Pointing dataset excerpts
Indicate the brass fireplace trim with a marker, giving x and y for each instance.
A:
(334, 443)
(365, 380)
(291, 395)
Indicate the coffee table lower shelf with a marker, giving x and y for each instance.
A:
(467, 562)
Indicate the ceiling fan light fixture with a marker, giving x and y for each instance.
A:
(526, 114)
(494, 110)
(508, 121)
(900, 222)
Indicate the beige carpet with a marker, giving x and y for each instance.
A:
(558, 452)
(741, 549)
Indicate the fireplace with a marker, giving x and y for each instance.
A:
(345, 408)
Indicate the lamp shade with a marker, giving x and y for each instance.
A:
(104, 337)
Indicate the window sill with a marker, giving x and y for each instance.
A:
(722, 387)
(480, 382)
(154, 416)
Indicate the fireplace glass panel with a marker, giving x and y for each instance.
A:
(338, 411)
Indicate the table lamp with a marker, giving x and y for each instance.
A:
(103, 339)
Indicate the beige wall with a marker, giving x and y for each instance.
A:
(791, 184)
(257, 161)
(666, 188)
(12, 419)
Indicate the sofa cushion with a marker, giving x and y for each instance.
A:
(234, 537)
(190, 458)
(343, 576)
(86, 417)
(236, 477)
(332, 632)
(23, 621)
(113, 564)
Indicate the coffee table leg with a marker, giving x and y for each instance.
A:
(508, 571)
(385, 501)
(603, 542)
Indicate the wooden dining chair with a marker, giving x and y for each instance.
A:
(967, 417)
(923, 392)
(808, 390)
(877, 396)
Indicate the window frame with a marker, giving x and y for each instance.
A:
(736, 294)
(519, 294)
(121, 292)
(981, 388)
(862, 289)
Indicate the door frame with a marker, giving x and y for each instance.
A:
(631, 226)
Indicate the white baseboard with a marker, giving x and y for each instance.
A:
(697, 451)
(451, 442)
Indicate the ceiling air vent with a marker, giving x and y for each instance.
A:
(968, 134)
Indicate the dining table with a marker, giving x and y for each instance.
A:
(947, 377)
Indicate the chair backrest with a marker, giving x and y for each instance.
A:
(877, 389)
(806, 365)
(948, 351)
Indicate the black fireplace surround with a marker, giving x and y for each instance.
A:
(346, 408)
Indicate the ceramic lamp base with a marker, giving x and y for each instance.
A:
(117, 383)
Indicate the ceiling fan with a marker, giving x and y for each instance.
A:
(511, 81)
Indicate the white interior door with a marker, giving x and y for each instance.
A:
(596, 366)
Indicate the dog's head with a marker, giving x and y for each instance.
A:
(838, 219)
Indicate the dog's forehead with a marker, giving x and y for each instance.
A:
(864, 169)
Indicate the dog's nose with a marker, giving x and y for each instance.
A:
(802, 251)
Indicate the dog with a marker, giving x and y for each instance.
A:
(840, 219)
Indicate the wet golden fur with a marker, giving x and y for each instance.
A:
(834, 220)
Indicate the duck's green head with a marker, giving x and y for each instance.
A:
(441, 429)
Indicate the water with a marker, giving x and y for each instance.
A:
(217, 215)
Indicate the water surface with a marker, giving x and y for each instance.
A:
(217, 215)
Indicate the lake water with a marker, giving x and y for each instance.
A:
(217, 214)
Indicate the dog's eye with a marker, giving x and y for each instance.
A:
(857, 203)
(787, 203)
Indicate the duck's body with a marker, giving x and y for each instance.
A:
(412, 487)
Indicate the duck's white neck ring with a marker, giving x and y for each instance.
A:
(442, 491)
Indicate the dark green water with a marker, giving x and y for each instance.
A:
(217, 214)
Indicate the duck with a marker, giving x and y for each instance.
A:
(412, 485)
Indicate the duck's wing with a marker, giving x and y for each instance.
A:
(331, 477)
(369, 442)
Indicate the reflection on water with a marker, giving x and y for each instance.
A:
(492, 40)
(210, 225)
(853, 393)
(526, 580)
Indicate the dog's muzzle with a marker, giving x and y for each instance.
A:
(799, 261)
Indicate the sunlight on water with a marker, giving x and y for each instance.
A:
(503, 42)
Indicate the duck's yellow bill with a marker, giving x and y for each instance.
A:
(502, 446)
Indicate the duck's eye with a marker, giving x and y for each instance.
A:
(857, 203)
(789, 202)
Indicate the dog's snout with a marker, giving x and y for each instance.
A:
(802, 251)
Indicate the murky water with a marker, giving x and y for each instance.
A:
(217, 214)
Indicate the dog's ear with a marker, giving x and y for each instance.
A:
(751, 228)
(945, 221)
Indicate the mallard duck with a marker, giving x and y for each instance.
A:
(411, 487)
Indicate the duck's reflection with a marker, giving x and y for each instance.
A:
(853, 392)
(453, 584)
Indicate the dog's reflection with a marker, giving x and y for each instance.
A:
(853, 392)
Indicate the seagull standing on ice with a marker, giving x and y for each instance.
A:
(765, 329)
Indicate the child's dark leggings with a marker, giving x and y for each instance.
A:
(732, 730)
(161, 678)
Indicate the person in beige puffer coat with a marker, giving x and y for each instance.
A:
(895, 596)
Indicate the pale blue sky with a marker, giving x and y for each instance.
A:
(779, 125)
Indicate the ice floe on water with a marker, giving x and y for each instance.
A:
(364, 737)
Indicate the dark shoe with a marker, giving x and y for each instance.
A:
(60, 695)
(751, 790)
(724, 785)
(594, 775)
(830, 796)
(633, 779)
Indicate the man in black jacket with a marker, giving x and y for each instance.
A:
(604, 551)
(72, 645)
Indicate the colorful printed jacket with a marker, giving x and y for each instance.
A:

■ **Task objective**: Print out every record again, exactly and in full.

■ **Result for this task**:
Indicate the brass fireplace trim with a marker, giving x and y for each instance.
A:
(334, 443)
(365, 380)
(291, 395)
Indicate the coffee table lower shelf with a marker, giving x and y for each instance.
A:
(467, 562)
Indicate the ceiling fan light fixture with a marker, giving x and y for each instance.
A:
(526, 114)
(494, 110)
(508, 121)
(900, 222)
Indicate the beige carpet with a marker, giving x and y for each instance.
A:
(558, 452)
(741, 549)
Indicate the fireplace with a marker, giving x and y for each instance.
A:
(345, 408)
Indicate the lamp shade with a marker, giving x and y for each instance.
A:
(104, 337)
Indicate the window sill with a marker, giving x and y for each instance.
A:
(722, 387)
(480, 382)
(154, 416)
Indicate the fireplace glass panel with a marker, giving x and y for each instance.
A:
(338, 411)
Indicate the table lamp with a marker, giving x and y for each instance.
A:
(103, 339)
Indicate the beige wall with a marker, giving x and y for each instance.
A:
(791, 184)
(257, 161)
(666, 188)
(12, 419)
Indicate the sofa cushion with a marker, giving x and y for each instance.
A:
(234, 537)
(190, 458)
(343, 576)
(86, 417)
(236, 477)
(332, 632)
(23, 621)
(113, 564)
Indicate the coffee table leg with a marker, giving x and y for each instance.
A:
(508, 571)
(385, 501)
(603, 542)
Indicate the wooden dining chair with a marker, giving x and y for each instance.
A:
(967, 417)
(923, 392)
(808, 390)
(877, 396)
Indicate the window frame with a marker, giving x and y for each instance.
A:
(736, 294)
(519, 294)
(121, 292)
(981, 388)
(862, 289)
Indicate the door frame with a marker, giving x and y for each instance.
A:
(631, 226)
Indicate the white baseboard with a marker, giving x and y for each instance.
A:
(697, 451)
(451, 442)
Indicate the ceiling air vent with a marker, giving x and y for each instance.
A:
(968, 134)
Indicate the dining table with a marker, giving x and y for each instance.
A:
(947, 377)
Indicate the chair backrest with a marker, giving x and y for each instance.
A:
(877, 389)
(806, 365)
(948, 351)
Indicate the black fireplace surround with a marker, giving x and y for each instance.
A:
(346, 408)
Indicate the ceramic lamp base with a marker, giving x and y for each instance.
A:
(117, 383)
Indicate the ceiling fan with a marker, giving x and y for each instance.
A:
(511, 81)
Indicate the white interior door with a marker, giving x and y for each instance.
A:
(596, 366)
Indicate the dog's head with a marker, giving x and y for each instance.
A:
(838, 219)
Indicate the dog's forehead with a marker, giving x and y for each instance.
A:
(864, 169)
Indicate the dog's nose with a marker, giving x and y for each instance.
A:
(802, 251)
Indicate the dog with a marker, giving x and y for each instance.
A:
(840, 219)
Indicate the wet golden fur with a marker, giving x and y for each instance.
A:
(834, 220)
Indicate the duck's green head with a marker, giving x and y for each instance.
A:
(441, 429)
Indicate the water with a marker, giving x and y for each instance.
A:
(217, 215)
Indicate the water surface with a marker, giving x and y for each instance.
A:
(217, 215)
Indicate the lake water with a marker, giving x and y for each instance.
A:
(217, 214)
Indicate the dog's eye with a marker, giving x and y for each instance.
A:
(857, 203)
(787, 203)
Indicate the duck's body with a marker, giving x and y for each instance.
A:
(412, 487)
Indicate the duck's white neck ring with a marker, giving x and y for each instance.
A:
(442, 491)
Indicate the dark green water with a marker, giving x and y for each instance.
A:
(217, 214)
Indicate the duck with a marker, giving x and y for each instance.
A:
(412, 485)
Indicate the duck's wing with a marker, giving x and y for each instance.
A:
(331, 477)
(369, 442)
Indicate the reflection on water with a marker, giving x and y for each instance.
A:
(492, 40)
(210, 225)
(853, 393)
(526, 580)
Indicate the dog's muzzle with a marker, giving x and y for each instance.
A:
(799, 261)
Indicate the sunlight on water with a marker, giving x and y for each instance.
A:
(503, 42)
Indicate the duck's yellow bill with a marker, giving x and y for each instance.
A:
(502, 446)
Indicate the duck's eye with a marker, giving x and y for each instance.
A:
(857, 203)
(789, 202)
Indicate the dog's snout with a marker, giving x and y for each instance.
A:
(802, 251)
Indicate the murky water with a marker, giving x and y for each instance.
A:
(217, 214)
Indicate the dog's ear with a marker, giving x and y for each instance.
A:
(751, 228)
(945, 221)
Indicate the mallard duck with a marker, giving x and y for each instance.
A:
(411, 487)
Indicate the duck's reflection with a marker, giving x and y for each instance.
A:
(853, 392)
(453, 584)
Indicate the dog's reflection with a marker, giving x and y for each instance.
A:
(853, 392)
Indicate the seagull standing on ice with a marker, giving x and y for each instance.
A:
(765, 329)
Indicate the child's dark leggings with a marker, giving x and y for each instance.
A:
(732, 730)
(161, 678)
Indicate the person in beige puffer coat with a marker, giving x and y for each instance.
A:
(895, 596)
Indicate the pale blue sky with a marker, giving x and y for each instance.
A:
(779, 125)
Indicate the ice floe on water with a marker, giving x and y for each instance.
A:
(364, 737)
Indicate the dark shoe with a marker, giving x and y for each instance.
A:
(60, 695)
(751, 790)
(724, 785)
(594, 775)
(830, 796)
(633, 779)
Indicate the man in black jacket with a marker, giving x and y for each instance.
A:
(604, 551)
(72, 645)
Indicate the colorful printed jacket with a marker, giving x and y for each instance.
A:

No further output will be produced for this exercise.